> **TASK BRIEF**:
Would you quote every entry exactly, dropping only the pictures?

— START OF MATERIAL PROVIDED —

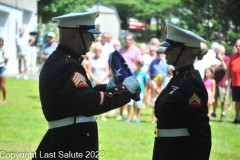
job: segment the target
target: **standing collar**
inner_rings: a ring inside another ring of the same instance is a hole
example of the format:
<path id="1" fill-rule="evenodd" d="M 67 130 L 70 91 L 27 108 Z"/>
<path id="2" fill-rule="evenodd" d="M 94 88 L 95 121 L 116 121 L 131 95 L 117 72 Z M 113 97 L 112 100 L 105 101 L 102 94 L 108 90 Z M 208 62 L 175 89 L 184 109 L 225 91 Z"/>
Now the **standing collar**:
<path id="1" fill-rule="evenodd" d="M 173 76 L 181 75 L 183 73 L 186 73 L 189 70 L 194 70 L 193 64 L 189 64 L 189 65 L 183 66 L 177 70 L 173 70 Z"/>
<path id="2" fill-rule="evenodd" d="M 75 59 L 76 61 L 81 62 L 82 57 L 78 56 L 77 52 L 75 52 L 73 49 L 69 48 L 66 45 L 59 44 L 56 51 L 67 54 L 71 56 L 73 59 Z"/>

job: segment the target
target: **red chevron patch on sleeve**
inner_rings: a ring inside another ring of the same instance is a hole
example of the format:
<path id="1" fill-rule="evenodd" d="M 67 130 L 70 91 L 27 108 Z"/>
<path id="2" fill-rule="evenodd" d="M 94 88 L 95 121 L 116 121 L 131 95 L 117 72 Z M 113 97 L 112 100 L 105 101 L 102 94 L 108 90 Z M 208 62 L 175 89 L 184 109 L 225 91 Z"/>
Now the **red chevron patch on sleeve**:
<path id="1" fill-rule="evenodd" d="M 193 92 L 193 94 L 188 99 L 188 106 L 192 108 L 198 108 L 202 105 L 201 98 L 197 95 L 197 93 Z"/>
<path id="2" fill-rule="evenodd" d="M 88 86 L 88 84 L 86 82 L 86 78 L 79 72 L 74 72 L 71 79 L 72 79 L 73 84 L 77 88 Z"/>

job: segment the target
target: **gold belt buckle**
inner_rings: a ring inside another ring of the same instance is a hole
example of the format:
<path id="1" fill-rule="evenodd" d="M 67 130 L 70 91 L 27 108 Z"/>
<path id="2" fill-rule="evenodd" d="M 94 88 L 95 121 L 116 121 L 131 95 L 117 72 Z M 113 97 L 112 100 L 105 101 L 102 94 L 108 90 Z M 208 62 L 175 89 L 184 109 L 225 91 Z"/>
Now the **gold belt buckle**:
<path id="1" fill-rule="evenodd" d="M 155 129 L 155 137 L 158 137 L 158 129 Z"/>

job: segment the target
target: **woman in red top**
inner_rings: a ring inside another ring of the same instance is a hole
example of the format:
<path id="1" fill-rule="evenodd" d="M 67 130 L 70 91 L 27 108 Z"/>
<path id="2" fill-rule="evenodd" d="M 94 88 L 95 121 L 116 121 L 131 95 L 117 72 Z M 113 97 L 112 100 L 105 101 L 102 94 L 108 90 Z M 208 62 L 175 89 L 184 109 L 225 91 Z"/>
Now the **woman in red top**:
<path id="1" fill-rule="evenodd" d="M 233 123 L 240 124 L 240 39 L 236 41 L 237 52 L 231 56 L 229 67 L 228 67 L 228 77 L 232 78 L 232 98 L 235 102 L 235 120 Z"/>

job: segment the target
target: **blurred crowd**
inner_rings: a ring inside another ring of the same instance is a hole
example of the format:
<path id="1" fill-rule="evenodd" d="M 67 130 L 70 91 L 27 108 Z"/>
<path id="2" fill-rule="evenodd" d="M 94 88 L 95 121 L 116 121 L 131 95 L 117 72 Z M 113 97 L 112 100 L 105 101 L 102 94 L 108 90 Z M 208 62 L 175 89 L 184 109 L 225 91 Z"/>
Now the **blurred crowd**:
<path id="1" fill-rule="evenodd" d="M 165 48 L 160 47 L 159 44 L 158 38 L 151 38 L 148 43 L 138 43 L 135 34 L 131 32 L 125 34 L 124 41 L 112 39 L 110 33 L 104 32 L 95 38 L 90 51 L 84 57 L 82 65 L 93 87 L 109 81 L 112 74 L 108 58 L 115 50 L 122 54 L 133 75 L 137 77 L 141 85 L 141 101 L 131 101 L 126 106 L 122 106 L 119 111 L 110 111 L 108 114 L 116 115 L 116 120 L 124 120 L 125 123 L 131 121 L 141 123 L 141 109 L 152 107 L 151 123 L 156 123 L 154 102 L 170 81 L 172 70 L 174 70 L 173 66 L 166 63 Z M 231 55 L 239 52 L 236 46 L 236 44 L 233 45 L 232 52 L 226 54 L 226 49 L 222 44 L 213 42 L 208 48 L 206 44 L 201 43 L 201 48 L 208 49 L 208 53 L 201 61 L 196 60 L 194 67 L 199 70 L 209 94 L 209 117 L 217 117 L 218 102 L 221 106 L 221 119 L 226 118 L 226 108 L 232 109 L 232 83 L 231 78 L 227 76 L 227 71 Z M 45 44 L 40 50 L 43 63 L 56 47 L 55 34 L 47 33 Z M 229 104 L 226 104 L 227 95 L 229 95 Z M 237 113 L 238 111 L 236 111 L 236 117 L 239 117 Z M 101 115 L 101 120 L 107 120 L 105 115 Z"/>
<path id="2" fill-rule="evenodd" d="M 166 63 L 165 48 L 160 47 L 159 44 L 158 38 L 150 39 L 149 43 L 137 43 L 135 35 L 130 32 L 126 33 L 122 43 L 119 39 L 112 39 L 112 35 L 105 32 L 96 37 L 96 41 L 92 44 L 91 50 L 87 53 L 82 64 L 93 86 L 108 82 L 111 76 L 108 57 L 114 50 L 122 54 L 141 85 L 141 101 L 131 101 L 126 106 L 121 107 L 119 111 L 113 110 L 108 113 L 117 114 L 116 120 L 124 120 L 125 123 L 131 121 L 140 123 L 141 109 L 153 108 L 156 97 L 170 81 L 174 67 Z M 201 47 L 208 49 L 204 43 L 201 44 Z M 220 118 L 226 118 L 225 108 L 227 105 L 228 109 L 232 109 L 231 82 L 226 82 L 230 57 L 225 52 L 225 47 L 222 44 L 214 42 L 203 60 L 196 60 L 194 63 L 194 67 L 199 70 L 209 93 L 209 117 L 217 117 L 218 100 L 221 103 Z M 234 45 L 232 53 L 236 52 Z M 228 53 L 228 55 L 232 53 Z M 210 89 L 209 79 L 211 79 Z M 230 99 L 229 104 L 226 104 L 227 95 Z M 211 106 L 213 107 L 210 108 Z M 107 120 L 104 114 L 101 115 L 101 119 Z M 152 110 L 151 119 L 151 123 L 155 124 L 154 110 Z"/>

— END OF MATERIAL PROVIDED —

> **FINISHED ANSWER**:
job: segment the target
target: **standing collar**
inner_rings: a ring inside another ring of the same instance is a hole
example of the format:
<path id="1" fill-rule="evenodd" d="M 67 130 L 70 91 L 27 108 Z"/>
<path id="2" fill-rule="evenodd" d="M 94 88 L 95 121 L 116 121 L 131 95 L 117 72 Z M 113 97 L 112 100 L 105 101 L 102 94 L 108 90 Z M 208 62 L 175 89 L 184 109 L 225 91 Z"/>
Now the **standing collar**:
<path id="1" fill-rule="evenodd" d="M 173 76 L 181 75 L 183 73 L 186 73 L 189 70 L 194 70 L 193 64 L 189 64 L 189 65 L 183 66 L 177 70 L 173 70 Z"/>
<path id="2" fill-rule="evenodd" d="M 75 59 L 76 61 L 81 62 L 82 57 L 78 56 L 77 52 L 75 52 L 73 49 L 69 48 L 66 45 L 59 44 L 56 51 L 67 54 L 71 56 L 73 59 Z"/>

job: segment the target
target: **red chevron patch on sleeve**
inner_rings: a ring inside another ring of the same instance is a hole
example of the format:
<path id="1" fill-rule="evenodd" d="M 67 130 L 70 91 L 27 108 Z"/>
<path id="2" fill-rule="evenodd" d="M 94 88 L 95 121 L 116 121 L 131 95 L 117 72 Z M 113 97 L 112 100 L 105 101 L 102 94 L 108 90 Z M 208 62 L 175 89 L 184 109 L 225 91 Z"/>
Now the **red chevron patch on sleeve**:
<path id="1" fill-rule="evenodd" d="M 193 92 L 193 94 L 188 99 L 188 106 L 192 108 L 198 108 L 202 105 L 201 98 L 197 95 L 197 93 Z"/>
<path id="2" fill-rule="evenodd" d="M 88 86 L 88 84 L 86 82 L 86 78 L 79 72 L 74 72 L 71 79 L 72 79 L 73 84 L 77 88 Z"/>

job: segment the target
target: **gold belt buckle**
inner_rings: a ring inside another ring of the same instance is a hole
example of the format:
<path id="1" fill-rule="evenodd" d="M 67 130 L 70 91 L 27 108 Z"/>
<path id="2" fill-rule="evenodd" d="M 94 88 L 95 121 L 116 121 L 131 95 L 117 72 Z M 113 97 L 112 100 L 105 101 L 102 94 L 108 90 Z M 208 62 L 175 89 L 184 109 L 225 91 Z"/>
Now the **gold belt buckle**:
<path id="1" fill-rule="evenodd" d="M 155 129 L 155 137 L 158 137 L 158 129 Z"/>

job: segment the target
target: **woman in red top**
inner_rings: a ring inside another ring of the same instance is a hole
example of the format:
<path id="1" fill-rule="evenodd" d="M 67 130 L 70 91 L 27 108 Z"/>
<path id="2" fill-rule="evenodd" d="M 94 88 L 95 121 L 116 121 L 131 95 L 117 72 Z M 113 97 L 112 100 L 105 101 L 102 94 L 108 90 Z M 208 62 L 175 89 L 184 109 L 225 91 Z"/>
Now the **woman in red top**:
<path id="1" fill-rule="evenodd" d="M 233 123 L 240 124 L 240 39 L 236 41 L 237 52 L 231 56 L 229 67 L 228 67 L 228 77 L 232 78 L 232 98 L 235 102 L 235 120 Z"/>

job: segment the target
target: **blurred crowd**
inner_rings: a ring inside another ring of the same instance is a hole
example of the format:
<path id="1" fill-rule="evenodd" d="M 67 130 L 70 91 L 27 108 Z"/>
<path id="2" fill-rule="evenodd" d="M 94 88 L 95 121 L 116 121 L 131 95 L 117 72 Z M 113 97 L 112 100 L 105 101 L 102 94 L 108 90 Z M 208 62 L 175 89 L 184 109 L 225 91 Z"/>
Now the **blurred crowd**:
<path id="1" fill-rule="evenodd" d="M 165 48 L 160 47 L 159 44 L 158 38 L 151 38 L 148 43 L 138 43 L 135 34 L 131 32 L 125 34 L 124 41 L 112 39 L 110 33 L 104 32 L 95 38 L 90 51 L 84 57 L 82 65 L 93 87 L 109 81 L 112 74 L 108 58 L 115 50 L 122 54 L 133 75 L 137 77 L 141 85 L 141 101 L 131 101 L 126 106 L 122 106 L 119 111 L 110 111 L 108 114 L 116 115 L 116 120 L 124 120 L 125 123 L 131 121 L 141 123 L 141 109 L 152 107 L 151 123 L 156 123 L 154 102 L 170 81 L 172 70 L 174 70 L 173 66 L 166 63 Z M 231 55 L 239 52 L 236 46 L 236 44 L 233 45 L 232 52 L 226 54 L 226 49 L 222 44 L 213 42 L 208 48 L 206 44 L 201 43 L 201 48 L 208 49 L 208 53 L 201 61 L 196 60 L 194 67 L 199 70 L 209 94 L 209 117 L 217 117 L 218 102 L 221 106 L 221 119 L 226 118 L 226 108 L 232 109 L 232 83 L 231 78 L 227 76 L 227 71 Z M 45 44 L 40 50 L 43 63 L 56 47 L 55 34 L 47 33 Z M 229 104 L 226 104 L 227 95 L 229 95 Z M 237 113 L 238 111 L 236 111 L 236 117 L 239 117 Z M 101 115 L 101 120 L 107 120 L 105 115 Z"/>
<path id="2" fill-rule="evenodd" d="M 166 63 L 165 48 L 160 47 L 159 44 L 158 38 L 150 39 L 149 43 L 137 43 L 135 35 L 130 32 L 126 33 L 122 43 L 119 39 L 112 39 L 112 35 L 105 32 L 96 37 L 96 41 L 92 44 L 91 50 L 87 53 L 82 64 L 93 86 L 108 82 L 111 76 L 108 57 L 114 50 L 122 54 L 141 85 L 141 101 L 131 101 L 126 106 L 121 107 L 119 111 L 113 110 L 108 113 L 117 114 L 116 120 L 124 120 L 125 123 L 131 121 L 140 123 L 141 109 L 153 108 L 156 97 L 170 81 L 174 67 Z M 201 47 L 208 49 L 204 43 L 201 44 Z M 220 118 L 226 118 L 225 108 L 227 105 L 228 109 L 232 109 L 231 82 L 226 82 L 230 57 L 225 52 L 225 47 L 222 44 L 214 42 L 203 60 L 196 60 L 194 63 L 194 67 L 199 70 L 209 93 L 209 117 L 217 117 L 218 100 L 221 103 Z M 234 45 L 232 53 L 236 52 Z M 228 53 L 228 55 L 232 53 Z M 210 89 L 209 79 L 211 79 Z M 230 99 L 229 104 L 226 104 L 227 95 Z M 211 106 L 213 107 L 210 108 Z M 107 120 L 104 114 L 101 115 L 101 119 Z M 152 110 L 151 119 L 151 123 L 155 124 L 154 110 Z"/>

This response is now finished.